How to Scrape Chipotle Store Locations
Introduction
Web scraping has loads of interesting use cases. From financial forecasting to lead-gen, web scraping has several creative uses that you might not think about at first glance. For example, a burrito shop opening a new location might want to place their location further away from a Chipotle. What if you had a map of every Chipotle in the US? Would this help your burrito chain to analyze the market better? You bet.
This quick tutorial will show you how to inspect almost any store location app, find an API back-end, retrieve data from it and save it to a well-formatted CSV.
Prerequisites
You'll need:
-
The requests library for python
-
Postman for Modifying HTTP Requests
Step 1 - Inspecting the Store Map App
Open a web-browser and go to any store locator app. You can google
We'll use Chipotle's store locator
Open up Chrome's Network tool in DevTools:
Right Click in the page > Inspect > Network
DevTools allows us to inspect the network requests that our browser makes to Chipotle's web servers.
Now, we'll tinker a bit with the page and see if we can't find the HTTP call that returns store locations. We'll use the page as normal and input a location and load it in the browser.
Under the name column, you'll see the assets being requested from the server.

******

What you will do →
- 1) List the section headings that appear below the title of the Chipotle scraping tutorial.
- 2) Rewrite the Chipotle scraping tutorial from "How to Scrape" to "better? You bet.", swapping "burrito" for "taco" each time it occurs.
- 3) Write the next part of the Chipotle scraping tutorial, picking up after its final sentence.

Position identification records:
******

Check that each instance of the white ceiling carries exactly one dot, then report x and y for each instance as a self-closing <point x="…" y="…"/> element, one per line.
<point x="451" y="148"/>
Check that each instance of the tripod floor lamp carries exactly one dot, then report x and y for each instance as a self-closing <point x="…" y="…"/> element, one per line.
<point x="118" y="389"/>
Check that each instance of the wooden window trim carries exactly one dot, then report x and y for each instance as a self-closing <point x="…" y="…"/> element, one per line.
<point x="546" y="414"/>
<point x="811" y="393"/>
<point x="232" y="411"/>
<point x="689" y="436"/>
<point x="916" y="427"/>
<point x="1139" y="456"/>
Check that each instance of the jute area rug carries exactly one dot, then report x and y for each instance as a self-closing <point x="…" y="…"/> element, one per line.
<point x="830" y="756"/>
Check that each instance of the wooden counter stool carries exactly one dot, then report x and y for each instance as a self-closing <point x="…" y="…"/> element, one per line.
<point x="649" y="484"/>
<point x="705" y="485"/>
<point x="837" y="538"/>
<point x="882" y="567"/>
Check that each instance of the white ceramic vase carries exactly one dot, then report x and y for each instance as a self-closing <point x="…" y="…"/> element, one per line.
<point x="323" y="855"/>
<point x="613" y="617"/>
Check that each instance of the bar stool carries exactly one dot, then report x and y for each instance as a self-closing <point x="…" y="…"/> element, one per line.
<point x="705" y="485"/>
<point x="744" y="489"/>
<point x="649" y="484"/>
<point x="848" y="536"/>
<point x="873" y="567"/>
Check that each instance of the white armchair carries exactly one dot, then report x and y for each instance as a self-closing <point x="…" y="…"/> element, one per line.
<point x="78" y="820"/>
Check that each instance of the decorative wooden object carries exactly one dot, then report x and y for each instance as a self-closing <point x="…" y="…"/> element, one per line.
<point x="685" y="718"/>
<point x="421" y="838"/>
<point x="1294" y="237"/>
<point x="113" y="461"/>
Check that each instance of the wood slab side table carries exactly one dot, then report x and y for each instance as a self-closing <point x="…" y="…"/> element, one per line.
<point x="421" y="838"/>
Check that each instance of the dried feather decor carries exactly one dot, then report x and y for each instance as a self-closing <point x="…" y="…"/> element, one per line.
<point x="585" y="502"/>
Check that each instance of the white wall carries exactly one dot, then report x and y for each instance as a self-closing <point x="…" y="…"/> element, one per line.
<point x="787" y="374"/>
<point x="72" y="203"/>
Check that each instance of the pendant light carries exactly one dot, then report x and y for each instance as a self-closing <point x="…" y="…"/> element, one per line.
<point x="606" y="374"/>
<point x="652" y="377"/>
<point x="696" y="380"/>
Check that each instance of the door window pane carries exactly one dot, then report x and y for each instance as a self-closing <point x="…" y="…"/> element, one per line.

******

Answers for the exercise →
- 1)
Introduction
Prerequisites
Step 1 - Inspecting the Store Map App

- 2)
How to Scrape Chipotle Store Locations
Introduction
Web scraping has loads of interesting use cases. From financial forecasting to lead-gen, web scraping has several creative uses that you might not think about at first glance. For example, a taco shop opening a new location might want to place their location further away from a Chipotle. What if you had a map of every Chipotle in the US? Would this help your taco chain to analyze the market better? You bet.

- 3)
To make our search a bit easier, we can click the XHR option and filter the requests down further. XHR is short for XMLHttpRequest, an API available to browser languages like Javascript to send and receive HTTP/S requests. Ajax ( or Asynchronous Javascript and XML) requests are sometimes called an XHR request but these days we commonly see JSON, plaintext or HTML received back.
Once you've filtered down the results, you can click through the results and view the response. In this case, we'll see a JSON response that looks very promising. We'll grab the response by clicking in the response box, using commad/control+a to select it all and command/control+c to save it to our clipboard.
We'll paste the response into VS code and using the command Pallete, we can Command+Shift+P and Type Json Pretty Print
to format our data to be easier to read.
Looking through the JSON response, we see a key data
that contains store location data. Some of the data included is latitude, longitude, realEstateCategory, and the public phone number!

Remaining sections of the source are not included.